In einem früheren Post habe ich versucht Antoine de Koms Gedicht "Mijn Opa is zo bloot" (mein Opa ist so nackt) für mich selbst und für mein imaginiertes deutsches Publikum zu erklären. Antoine de Koms Gedicht ist seinem Großvater Anton de Kom gewidmet. Anton de Kom war vieles: Aufklärer über die Sklaverei in Suriname und derer fortdauernde Folgen, Arbeiterberater, Kritiker der Misstände der Kontraktarbeit und Widerstandskämpfer gegen die deutsche Besatzung der Niederlande. Ein bewundernswerter Mann. Er war auch Autor des anti-kolonialistischen Manifests "Wij Slaven van Suriname", das 1934 in zensierter Form erschien und bald darauf verboten wurde. Erst 1980 erschien es ungekürzt in den Niederlanden, dann aber mit großem Erfolg. In 2021 erschien es als "Wir Sklaven von Suriname" auf Deutsch.
Eine Woche Später versammelte sich eine protestierende Menge vor der Niederlassung des General-Staatsanwalts. Als das Gerücht sich verbreitete, dass man de Kom freilassen würde, wollte die Menge den Platz nicht verlassen. Die Polizei trat auf den Plan, es wurde geschossen, es gab Tote und Verletzte. De Kom und Familie wurden in Mai ohne weitere prozedurale Feinheiten nach Holland zurück verschifft.
Strijden ga ik, Heft 1969
Der Balatableeder**
Die schönen Tage sind vorbei
Kuli, Bleeder, Sklave feierte das Billigvergnügen
Ohne Arbeit streunend an den gold'nen Küsten
Anwerber sind voll dabei Arbeitstiere anzulügen,
So viele wie's den Bürgern mag gelüsten.
Vor dem weißen Staatsvertreter
Kontrakt geschlossen, Daumenabdruck abgegeben
Mickervorschuss für den Sklaven, Anwerber kriegt reichlich Knete
Kontraktarbeiters Pläne voll daneben.

• Einträge:
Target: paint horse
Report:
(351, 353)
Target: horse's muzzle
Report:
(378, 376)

• Übungsaufgaben:
**A)** Schreiben Sie aus dem Textauszug über Anton de Kom den Abschnitt wörtlich ab, der mit den Worten „Eine Woche Später“ beginnt und mit „Holland zurück verschifft.“ endet.
**B)** Beantworten Sie anhand des Textauszugs über Anton de Kom folgende Fragen:
(i) Wem ist Antoine de Koms Gedicht „Mijn Opa is zo bloot“ gewidmet?
(ii) In welchem Jahr erschien „Wij Slaven van Suriname“ erstmals ungekürzt in den Niederlanden?
(iii) Wohin wurden de Kom und seine Familie im Mai verschifft?

• Lösungen:
**A)**
Eine Woche Später versammelte sich eine protestierende Menge vor der Niederlassung des General-Staatsanwalts. Als das Gerücht sich verbreitete, dass man de Kom freilassen würde, wollte die Menge den Platz nicht verlassen. Die Polizei trat auf den Plan, es wurde geschossen, es gab Tote und Verletzte. De Kom und Familie wurden in Mai ohne weitere prozedurale Feinheiten nach Holland zurück verschifft.

**B)**
(i) Seinem Großvater Anton de Kom.
(ii) 1980.
(iii) Nach Holland.